Exercise instructions –
Reproduce the listing below word for word, from its first line through the line holding "[13,29,60,86]", both included.

---------------

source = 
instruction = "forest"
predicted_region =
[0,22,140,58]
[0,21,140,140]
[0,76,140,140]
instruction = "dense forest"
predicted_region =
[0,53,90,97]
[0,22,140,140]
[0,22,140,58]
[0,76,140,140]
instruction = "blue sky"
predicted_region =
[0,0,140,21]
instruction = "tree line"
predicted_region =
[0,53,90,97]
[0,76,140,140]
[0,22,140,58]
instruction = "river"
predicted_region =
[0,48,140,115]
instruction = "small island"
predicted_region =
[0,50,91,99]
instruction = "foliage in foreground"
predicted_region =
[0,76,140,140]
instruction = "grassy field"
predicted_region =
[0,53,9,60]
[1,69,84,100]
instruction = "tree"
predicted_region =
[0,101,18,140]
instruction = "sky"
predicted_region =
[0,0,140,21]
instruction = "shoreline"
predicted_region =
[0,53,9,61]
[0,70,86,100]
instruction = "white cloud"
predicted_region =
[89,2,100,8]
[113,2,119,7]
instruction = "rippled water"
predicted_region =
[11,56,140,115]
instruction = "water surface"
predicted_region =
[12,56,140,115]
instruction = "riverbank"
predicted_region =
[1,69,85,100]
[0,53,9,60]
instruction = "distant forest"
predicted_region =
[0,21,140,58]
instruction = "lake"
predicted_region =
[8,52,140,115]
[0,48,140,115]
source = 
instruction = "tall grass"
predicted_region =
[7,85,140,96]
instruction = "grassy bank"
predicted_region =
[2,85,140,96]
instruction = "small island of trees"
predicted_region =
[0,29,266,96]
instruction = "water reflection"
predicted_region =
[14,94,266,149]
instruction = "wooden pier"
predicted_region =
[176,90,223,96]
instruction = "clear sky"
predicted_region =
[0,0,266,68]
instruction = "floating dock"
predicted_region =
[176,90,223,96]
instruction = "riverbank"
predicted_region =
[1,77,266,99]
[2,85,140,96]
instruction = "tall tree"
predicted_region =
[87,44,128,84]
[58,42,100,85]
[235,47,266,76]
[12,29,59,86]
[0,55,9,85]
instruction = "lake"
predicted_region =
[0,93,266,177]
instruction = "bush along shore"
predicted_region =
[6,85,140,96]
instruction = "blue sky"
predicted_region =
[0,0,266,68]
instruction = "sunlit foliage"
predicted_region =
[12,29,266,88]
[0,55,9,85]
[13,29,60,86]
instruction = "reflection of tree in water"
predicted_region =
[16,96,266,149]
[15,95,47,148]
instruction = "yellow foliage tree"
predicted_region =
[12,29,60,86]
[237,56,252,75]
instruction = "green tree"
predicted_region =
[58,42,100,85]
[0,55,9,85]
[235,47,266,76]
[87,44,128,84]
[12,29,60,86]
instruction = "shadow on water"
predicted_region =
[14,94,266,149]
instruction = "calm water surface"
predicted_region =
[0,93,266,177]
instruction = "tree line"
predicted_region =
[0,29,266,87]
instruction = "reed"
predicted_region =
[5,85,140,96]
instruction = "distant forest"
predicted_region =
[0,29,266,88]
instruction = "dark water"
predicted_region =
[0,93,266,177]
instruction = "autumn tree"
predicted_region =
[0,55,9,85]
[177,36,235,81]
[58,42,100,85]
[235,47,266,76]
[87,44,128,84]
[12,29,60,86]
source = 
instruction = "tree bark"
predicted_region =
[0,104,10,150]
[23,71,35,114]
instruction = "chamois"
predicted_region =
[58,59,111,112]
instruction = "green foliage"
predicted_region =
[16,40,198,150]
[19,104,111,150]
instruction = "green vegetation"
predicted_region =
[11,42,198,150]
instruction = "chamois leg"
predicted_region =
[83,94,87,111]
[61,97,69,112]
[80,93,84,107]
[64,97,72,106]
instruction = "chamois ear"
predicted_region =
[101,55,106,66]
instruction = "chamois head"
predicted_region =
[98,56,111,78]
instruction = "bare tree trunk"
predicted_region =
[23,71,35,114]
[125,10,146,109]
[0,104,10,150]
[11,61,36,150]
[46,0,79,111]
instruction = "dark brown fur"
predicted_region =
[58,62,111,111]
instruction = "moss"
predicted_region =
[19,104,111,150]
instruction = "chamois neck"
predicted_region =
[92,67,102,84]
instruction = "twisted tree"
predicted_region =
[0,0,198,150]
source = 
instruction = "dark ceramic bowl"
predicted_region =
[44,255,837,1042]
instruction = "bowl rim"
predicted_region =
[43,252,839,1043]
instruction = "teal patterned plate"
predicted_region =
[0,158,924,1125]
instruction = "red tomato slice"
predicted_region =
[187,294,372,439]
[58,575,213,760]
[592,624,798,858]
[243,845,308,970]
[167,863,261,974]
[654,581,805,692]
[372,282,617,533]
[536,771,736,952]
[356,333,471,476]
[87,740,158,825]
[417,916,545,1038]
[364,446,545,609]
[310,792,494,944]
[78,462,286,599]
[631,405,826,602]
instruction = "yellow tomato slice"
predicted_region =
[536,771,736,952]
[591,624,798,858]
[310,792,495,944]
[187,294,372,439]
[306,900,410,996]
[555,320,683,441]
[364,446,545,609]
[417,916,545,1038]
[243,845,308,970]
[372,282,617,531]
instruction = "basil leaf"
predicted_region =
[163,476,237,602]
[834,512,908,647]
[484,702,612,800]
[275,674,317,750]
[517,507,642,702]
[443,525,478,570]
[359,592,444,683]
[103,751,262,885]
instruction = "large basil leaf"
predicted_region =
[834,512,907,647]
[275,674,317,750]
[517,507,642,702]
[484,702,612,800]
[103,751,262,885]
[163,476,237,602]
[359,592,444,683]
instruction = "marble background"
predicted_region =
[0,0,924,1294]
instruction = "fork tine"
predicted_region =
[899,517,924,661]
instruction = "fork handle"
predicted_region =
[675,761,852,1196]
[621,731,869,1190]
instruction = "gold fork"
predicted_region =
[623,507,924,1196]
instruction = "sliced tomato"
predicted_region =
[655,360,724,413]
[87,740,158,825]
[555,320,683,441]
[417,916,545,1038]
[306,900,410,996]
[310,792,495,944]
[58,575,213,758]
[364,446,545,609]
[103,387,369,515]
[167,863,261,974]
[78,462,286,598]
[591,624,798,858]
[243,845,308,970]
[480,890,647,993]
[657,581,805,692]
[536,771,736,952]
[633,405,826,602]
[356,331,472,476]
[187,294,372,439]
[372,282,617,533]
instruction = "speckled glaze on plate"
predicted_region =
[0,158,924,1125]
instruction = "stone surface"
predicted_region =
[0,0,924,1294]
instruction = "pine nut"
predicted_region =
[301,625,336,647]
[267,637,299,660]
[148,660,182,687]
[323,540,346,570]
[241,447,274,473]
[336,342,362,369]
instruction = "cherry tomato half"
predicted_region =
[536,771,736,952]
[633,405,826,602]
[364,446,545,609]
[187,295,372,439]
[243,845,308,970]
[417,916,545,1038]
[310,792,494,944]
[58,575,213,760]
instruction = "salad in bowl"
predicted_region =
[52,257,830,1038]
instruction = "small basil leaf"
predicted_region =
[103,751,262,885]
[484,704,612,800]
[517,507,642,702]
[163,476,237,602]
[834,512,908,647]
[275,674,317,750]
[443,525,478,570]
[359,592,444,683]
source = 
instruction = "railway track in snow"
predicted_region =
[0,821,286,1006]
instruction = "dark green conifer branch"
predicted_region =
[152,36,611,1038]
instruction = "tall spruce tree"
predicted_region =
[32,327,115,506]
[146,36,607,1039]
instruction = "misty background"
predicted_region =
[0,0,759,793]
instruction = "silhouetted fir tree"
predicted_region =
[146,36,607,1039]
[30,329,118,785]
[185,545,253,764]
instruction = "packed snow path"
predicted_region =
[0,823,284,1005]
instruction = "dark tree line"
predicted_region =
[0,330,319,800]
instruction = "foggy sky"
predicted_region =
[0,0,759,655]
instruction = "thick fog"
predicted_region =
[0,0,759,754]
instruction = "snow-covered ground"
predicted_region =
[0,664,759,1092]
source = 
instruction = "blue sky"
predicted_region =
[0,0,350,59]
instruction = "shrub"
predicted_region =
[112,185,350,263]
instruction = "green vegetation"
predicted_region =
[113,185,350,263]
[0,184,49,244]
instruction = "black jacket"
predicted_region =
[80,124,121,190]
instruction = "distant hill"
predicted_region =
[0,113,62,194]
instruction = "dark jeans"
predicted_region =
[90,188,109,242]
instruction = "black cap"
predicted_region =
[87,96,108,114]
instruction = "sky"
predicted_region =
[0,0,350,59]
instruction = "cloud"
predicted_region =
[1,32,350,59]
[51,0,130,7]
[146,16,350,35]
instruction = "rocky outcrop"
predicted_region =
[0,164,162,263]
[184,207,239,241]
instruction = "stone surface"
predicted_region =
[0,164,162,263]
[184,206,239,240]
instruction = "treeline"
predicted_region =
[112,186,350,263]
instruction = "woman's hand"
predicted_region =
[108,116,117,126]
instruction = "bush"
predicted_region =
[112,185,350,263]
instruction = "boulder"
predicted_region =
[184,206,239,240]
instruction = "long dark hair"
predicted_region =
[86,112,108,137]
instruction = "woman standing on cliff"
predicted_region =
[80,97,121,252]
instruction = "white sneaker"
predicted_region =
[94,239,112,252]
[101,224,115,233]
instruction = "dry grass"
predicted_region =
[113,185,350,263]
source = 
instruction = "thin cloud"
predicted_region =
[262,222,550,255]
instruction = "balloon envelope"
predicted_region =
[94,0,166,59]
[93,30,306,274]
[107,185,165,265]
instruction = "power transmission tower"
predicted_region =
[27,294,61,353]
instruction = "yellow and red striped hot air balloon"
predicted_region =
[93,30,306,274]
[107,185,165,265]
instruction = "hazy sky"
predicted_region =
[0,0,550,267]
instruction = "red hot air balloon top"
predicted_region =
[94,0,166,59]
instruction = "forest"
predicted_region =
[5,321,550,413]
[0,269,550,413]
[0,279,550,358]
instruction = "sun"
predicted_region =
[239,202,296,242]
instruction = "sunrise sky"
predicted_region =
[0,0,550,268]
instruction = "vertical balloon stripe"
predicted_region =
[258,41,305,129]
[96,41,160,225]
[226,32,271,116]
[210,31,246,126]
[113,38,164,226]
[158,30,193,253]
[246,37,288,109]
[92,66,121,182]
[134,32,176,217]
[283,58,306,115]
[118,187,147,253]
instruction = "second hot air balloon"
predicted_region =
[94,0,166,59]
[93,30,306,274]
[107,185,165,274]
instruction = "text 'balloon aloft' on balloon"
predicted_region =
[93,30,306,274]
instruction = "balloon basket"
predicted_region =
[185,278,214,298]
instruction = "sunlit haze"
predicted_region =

---------------

Answer to this problem –
source = 
instruction = "forest"
predicted_region =
[0,22,140,58]
[0,21,140,140]
[0,76,140,140]
instruction = "dense forest"
predicted_region =
[0,53,90,97]
[0,22,140,140]
[0,22,140,58]
[0,76,140,140]
instruction = "blue sky"
predicted_region =
[0,0,140,21]
instruction = "tree line"
predicted_region =
[0,53,90,97]
[0,76,140,140]
[0,22,140,58]
instruction = "river"
predicted_region =
[0,48,140,115]
instruction = "small island"
predicted_region =
[0,50,91,99]
instruction = "foliage in foreground"
predicted_region =
[0,76,140,140]
instruction = "grassy field"
predicted_region =
[0,53,9,60]
[1,69,84,100]
instruction = "tree"
predicted_region =
[0,101,18,140]
instruction = "sky"
predicted_region =
[0,0,140,21]
instruction = "shoreline"
predicted_region =
[0,53,9,61]
[0,70,86,100]
instruction = "white cloud"
predicted_region =
[89,2,100,8]
[113,2,119,7]
instruction = "rippled water"
predicted_region =
[11,56,140,115]
instruction = "water surface"
predicted_region =
[12,56,140,115]
instruction = "riverbank"
predicted_region =
[1,69,85,100]
[0,53,9,60]
instruction = "distant forest"
predicted_region =
[0,21,140,58]
instruction = "lake"
predicted_region =
[8,52,140,115]
[0,48,140,115]
source = 
instruction = "tall grass"
predicted_region =
[7,85,140,96]
instruction = "grassy bank"
predicted_region =
[2,85,140,96]
instruction = "small island of trees"
predicted_region =
[0,29,266,96]
instruction = "water reflection"
predicted_region =
[14,94,266,149]
instruction = "wooden pier"
predicted_region =
[176,90,223,96]
instruction = "clear sky"
predicted_region =
[0,0,266,68]
instruction = "floating dock"
predicted_region =
[176,90,223,96]
instruction = "riverbank"
predicted_region =
[1,77,266,99]
[2,85,140,96]
instruction = "tall tree"
predicted_region =
[87,44,128,84]
[58,42,100,85]
[235,47,266,76]
[12,29,59,86]
[0,55,9,85]
instruction = "lake"
predicted_region =
[0,93,266,177]
instruction = "bush along shore"
predicted_region =
[6,85,140,96]
instruction = "blue sky"
predicted_region =
[0,0,266,68]
instruction = "sunlit foliage"
predicted_region =
[12,29,266,88]
[0,55,9,85]
[13,29,60,86]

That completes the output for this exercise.